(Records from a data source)
BEGIN

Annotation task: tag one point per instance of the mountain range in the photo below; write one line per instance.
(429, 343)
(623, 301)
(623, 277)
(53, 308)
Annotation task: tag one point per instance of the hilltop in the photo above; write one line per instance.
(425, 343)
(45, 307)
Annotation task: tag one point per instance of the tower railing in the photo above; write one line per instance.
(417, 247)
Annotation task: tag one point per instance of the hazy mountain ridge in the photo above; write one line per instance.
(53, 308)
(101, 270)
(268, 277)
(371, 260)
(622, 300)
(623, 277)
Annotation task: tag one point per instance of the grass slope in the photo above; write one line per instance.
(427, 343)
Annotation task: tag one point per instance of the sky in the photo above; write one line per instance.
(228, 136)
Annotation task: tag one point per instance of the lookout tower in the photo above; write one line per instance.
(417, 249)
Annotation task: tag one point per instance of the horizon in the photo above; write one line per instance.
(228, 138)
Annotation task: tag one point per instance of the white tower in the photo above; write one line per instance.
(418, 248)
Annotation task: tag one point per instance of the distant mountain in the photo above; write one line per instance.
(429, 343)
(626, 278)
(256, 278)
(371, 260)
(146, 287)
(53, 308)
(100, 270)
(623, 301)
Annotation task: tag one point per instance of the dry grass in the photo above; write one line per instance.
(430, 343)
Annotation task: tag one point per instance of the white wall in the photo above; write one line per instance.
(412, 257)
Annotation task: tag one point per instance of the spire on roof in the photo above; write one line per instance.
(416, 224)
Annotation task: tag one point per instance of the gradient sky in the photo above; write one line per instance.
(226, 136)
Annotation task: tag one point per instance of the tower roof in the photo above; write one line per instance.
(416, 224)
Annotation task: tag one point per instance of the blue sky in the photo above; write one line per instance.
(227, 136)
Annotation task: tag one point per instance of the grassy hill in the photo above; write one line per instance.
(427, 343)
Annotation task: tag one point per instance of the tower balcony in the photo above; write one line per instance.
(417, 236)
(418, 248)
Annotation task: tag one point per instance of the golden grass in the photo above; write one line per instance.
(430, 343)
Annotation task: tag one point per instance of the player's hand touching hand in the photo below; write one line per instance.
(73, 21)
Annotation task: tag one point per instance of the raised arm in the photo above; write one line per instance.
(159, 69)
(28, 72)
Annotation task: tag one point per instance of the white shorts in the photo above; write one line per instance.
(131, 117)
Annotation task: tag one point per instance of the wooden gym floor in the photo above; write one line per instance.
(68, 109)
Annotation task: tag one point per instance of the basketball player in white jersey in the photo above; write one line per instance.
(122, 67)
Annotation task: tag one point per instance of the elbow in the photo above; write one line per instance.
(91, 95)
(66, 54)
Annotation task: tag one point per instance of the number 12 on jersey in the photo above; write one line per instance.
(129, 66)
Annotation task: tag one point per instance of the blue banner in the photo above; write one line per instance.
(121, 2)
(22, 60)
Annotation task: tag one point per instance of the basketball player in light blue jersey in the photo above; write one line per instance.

END

_GIVEN TASK_
Restate the data above exactly, keeping each word as it stands.

_ANSWER TO THE TASK_
Annotation task: tag one point per instance of the mountain range in the photo below; write one line per instance.
(429, 343)
(623, 301)
(623, 277)
(53, 308)
Annotation task: tag one point per instance of the hilltop in the photo above; write one line per instance.
(425, 343)
(45, 307)
Annotation task: tag one point per instance of the tower railing in the photo above; write one line per instance.
(417, 247)
Annotation task: tag one point per instance of the hazy mountain ridge in the photo above; write one line per instance.
(53, 308)
(101, 270)
(268, 277)
(371, 260)
(622, 300)
(623, 277)
Annotation task: tag one point per instance of the grass slope in the photo above; write one line per instance.
(427, 343)
Annotation task: tag one point per instance of the sky in the photo above; write one line per instance.
(228, 136)
Annotation task: tag one point per instance of the lookout tower in the photo above; write one line per instance.
(417, 249)
Annotation task: tag one point per instance of the horizon in the photo above; write one line per instance.
(228, 138)
Annotation task: tag one point per instance of the white tower in the photo above; write one line per instance.
(418, 248)
Annotation task: tag one point per instance of the distant mountain in the photo above; write one line per instance.
(429, 343)
(626, 278)
(256, 278)
(371, 260)
(146, 287)
(53, 308)
(100, 270)
(623, 301)
Annotation task: tag one point per instance of the dry grass in the photo above; write one line per instance.
(430, 343)
Annotation task: tag one point per instance of the white wall in the photo above; write one line per instance.
(412, 257)
Annotation task: tag one point per instance of the spire on roof in the photo above; write one line per instance.
(416, 224)
Annotation task: tag one point per instance of the gradient sky in the photo above; write one line per instance.
(226, 136)
Annotation task: tag one point per instance of the tower roof in the photo above; write one line per instance.
(416, 224)
Annotation task: tag one point per instance of the blue sky in the photo above; write one line per instance.
(227, 136)
Annotation task: tag one point per instance of the grassy hill in the photo above; write one line per instance.
(427, 343)
Annotation task: tag one point per instance of the tower balcony in the photo above; write one line per instance.
(417, 236)
(418, 248)
Annotation task: tag one point per instance of the golden grass in the photo above; write one line per instance.
(430, 343)
Annotation task: tag one point per instance of the player's hand touching hand in the photo below; write one line per instance.
(73, 21)
Annotation task: tag one point per instance of the raised arm in the photo above; write one line per instance.
(159, 69)
(28, 72)
Annotation task: tag one point per instance of the white shorts in the photo above; write one line per instance.
(131, 117)
Annotation task: tag one point per instance of the wooden gym floor in the photo above; write one line per instance.
(68, 109)
Annotation task: tag one point per instance of the basketball player in white jersey in the photo above; write one line per instance.
(122, 67)
Annotation task: tag one point per instance of the elbow in the photo above; write one line per instance.
(91, 95)
(66, 54)
Annotation task: tag one point per instance of the number 12 on jersey in the photo above; write one line per instance.
(129, 66)
Annotation task: tag one point per instance of the blue banner in the photo above; write one line per instance.
(121, 2)
(22, 60)
Annotation task: tag one point per instance of the basketball player in light blue jersey in the photo above; write one line per instance.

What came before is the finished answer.